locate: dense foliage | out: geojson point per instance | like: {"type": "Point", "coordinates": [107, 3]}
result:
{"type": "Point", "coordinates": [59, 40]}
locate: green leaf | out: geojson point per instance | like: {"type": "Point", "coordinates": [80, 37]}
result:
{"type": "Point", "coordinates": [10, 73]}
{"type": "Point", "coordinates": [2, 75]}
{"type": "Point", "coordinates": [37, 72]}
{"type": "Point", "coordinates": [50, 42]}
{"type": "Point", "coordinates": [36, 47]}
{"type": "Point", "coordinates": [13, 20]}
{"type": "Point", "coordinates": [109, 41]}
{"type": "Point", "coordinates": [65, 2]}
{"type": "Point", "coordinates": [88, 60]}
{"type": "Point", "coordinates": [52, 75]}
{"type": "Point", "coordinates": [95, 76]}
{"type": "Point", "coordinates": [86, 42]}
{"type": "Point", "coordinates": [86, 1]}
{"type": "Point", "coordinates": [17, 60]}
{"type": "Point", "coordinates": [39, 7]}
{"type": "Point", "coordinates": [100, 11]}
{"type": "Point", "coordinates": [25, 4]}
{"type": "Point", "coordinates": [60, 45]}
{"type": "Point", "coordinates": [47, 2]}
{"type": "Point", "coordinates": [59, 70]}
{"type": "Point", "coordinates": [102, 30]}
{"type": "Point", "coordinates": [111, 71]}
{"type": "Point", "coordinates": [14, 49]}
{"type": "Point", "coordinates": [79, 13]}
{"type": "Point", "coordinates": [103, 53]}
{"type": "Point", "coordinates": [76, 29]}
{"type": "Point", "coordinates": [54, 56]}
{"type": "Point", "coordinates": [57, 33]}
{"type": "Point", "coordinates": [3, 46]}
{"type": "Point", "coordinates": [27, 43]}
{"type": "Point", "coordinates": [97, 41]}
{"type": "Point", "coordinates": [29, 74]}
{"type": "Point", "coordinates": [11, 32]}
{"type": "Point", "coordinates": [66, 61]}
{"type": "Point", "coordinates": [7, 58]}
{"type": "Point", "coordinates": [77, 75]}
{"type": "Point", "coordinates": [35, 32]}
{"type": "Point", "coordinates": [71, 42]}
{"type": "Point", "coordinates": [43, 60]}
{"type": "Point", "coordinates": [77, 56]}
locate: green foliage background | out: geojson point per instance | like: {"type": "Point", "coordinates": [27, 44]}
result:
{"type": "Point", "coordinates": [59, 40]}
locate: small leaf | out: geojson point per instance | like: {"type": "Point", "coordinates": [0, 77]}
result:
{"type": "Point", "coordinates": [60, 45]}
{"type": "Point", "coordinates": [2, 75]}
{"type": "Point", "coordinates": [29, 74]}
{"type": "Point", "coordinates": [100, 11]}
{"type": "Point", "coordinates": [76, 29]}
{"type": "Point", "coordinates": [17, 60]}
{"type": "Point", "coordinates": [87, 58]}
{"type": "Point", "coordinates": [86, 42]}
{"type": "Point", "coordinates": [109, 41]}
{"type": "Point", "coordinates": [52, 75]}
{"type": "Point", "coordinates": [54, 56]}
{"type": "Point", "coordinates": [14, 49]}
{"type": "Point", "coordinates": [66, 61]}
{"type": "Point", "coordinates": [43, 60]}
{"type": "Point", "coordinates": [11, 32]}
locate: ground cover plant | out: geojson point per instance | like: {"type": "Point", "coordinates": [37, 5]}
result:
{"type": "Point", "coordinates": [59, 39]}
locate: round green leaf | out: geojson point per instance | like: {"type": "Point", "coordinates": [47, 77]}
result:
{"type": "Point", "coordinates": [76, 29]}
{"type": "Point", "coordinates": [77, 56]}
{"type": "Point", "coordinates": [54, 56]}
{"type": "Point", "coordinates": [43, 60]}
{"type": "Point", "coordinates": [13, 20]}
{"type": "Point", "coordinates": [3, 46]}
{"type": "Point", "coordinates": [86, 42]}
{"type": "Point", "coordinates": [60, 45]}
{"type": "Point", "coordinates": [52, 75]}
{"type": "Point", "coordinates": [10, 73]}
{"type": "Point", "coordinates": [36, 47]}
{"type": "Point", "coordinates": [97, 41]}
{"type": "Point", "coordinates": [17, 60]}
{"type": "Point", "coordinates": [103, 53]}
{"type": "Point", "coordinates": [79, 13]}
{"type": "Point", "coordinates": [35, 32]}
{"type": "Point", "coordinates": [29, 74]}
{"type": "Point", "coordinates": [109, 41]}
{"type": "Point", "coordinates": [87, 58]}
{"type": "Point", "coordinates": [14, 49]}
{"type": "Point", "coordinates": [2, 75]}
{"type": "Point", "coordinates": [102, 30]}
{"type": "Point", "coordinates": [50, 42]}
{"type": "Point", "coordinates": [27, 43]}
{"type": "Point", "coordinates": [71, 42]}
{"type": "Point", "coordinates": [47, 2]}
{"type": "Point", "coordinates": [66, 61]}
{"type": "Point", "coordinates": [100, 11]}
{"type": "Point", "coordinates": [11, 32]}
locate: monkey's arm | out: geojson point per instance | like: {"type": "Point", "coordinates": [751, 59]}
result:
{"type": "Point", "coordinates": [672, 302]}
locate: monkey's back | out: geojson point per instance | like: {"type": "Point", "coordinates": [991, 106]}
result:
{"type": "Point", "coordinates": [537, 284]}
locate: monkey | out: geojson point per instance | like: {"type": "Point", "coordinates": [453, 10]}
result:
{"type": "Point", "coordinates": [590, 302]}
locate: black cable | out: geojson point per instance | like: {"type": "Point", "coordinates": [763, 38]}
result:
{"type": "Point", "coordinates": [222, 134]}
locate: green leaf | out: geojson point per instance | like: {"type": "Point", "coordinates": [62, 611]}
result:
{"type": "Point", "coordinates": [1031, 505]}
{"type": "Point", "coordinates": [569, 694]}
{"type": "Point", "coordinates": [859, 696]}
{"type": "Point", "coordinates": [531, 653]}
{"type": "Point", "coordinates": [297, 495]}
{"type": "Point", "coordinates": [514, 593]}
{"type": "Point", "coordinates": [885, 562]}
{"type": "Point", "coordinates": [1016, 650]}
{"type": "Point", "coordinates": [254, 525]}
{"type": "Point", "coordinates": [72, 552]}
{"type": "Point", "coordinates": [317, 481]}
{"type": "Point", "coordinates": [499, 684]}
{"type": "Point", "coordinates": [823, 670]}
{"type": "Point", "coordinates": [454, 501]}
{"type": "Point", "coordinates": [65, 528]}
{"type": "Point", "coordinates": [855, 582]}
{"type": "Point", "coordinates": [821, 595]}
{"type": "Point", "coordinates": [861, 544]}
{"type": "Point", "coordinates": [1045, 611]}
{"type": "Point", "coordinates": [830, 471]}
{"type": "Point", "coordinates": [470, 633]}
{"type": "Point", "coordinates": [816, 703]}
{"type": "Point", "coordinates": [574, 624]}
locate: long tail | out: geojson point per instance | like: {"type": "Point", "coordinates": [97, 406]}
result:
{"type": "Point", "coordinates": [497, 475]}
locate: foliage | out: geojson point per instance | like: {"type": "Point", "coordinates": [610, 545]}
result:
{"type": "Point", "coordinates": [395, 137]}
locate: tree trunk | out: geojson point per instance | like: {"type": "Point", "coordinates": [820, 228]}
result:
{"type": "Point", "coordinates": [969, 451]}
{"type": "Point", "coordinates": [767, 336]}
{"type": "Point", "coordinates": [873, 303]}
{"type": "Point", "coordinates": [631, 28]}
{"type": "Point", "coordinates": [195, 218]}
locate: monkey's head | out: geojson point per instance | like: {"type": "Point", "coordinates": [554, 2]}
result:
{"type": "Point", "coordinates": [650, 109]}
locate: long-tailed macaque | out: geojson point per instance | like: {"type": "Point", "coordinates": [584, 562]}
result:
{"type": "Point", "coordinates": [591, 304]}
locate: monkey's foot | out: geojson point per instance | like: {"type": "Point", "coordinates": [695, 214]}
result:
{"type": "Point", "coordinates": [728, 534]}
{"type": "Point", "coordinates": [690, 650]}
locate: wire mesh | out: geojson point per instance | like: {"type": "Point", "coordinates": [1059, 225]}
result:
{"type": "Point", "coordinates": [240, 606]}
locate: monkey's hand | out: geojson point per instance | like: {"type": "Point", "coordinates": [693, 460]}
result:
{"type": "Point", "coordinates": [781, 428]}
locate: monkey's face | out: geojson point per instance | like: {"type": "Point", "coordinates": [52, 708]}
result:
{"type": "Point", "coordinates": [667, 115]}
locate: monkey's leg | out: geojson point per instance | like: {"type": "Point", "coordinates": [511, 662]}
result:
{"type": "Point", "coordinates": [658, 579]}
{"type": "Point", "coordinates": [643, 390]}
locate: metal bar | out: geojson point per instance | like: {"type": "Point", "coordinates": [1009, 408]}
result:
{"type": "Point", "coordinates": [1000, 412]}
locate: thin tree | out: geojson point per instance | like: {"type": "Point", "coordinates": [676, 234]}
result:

* **Compito**
Per favore, scambia "metal bar" con "steel bar" nelle voci che vanno dalla riga contenente "locate: monkey's leg", inclusa, fino all'ultima voce, lasciando invariato tutto il resto. Riporta solo queste righe.

* **Risposta scritta**
locate: monkey's leg | out: geojson point per instance | like: {"type": "Point", "coordinates": [511, 662]}
result:
{"type": "Point", "coordinates": [658, 579]}
{"type": "Point", "coordinates": [643, 390]}
locate: steel bar | out: geojson point per instance | like: {"type": "Point", "coordinates": [1009, 408]}
result:
{"type": "Point", "coordinates": [1000, 412]}
locate: thin tree | out: geojson point per instance | like: {"type": "Point", "coordinates": [676, 234]}
result:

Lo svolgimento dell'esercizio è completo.